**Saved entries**
— begin —

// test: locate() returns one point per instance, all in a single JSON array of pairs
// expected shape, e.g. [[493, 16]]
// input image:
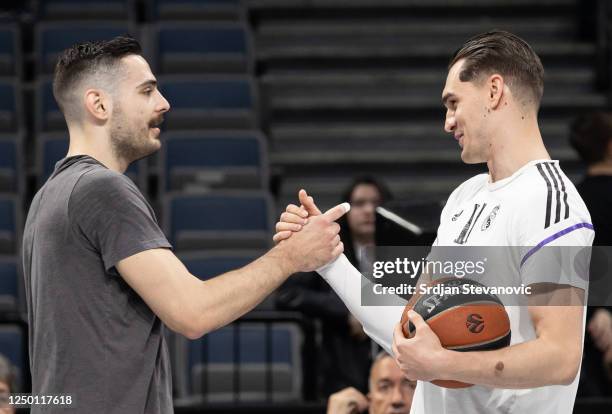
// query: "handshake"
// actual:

— end —

**Your task**
Copy each of the entries above line for line, keeping every character unchanged. Leave the picture out of your copy.

**Complete answer**
// test: locate() returns one point per instance, all in a single JSON array of pairs
// expected shape, e.g. [[493, 16]]
// input image:
// query: "handshake"
// actual:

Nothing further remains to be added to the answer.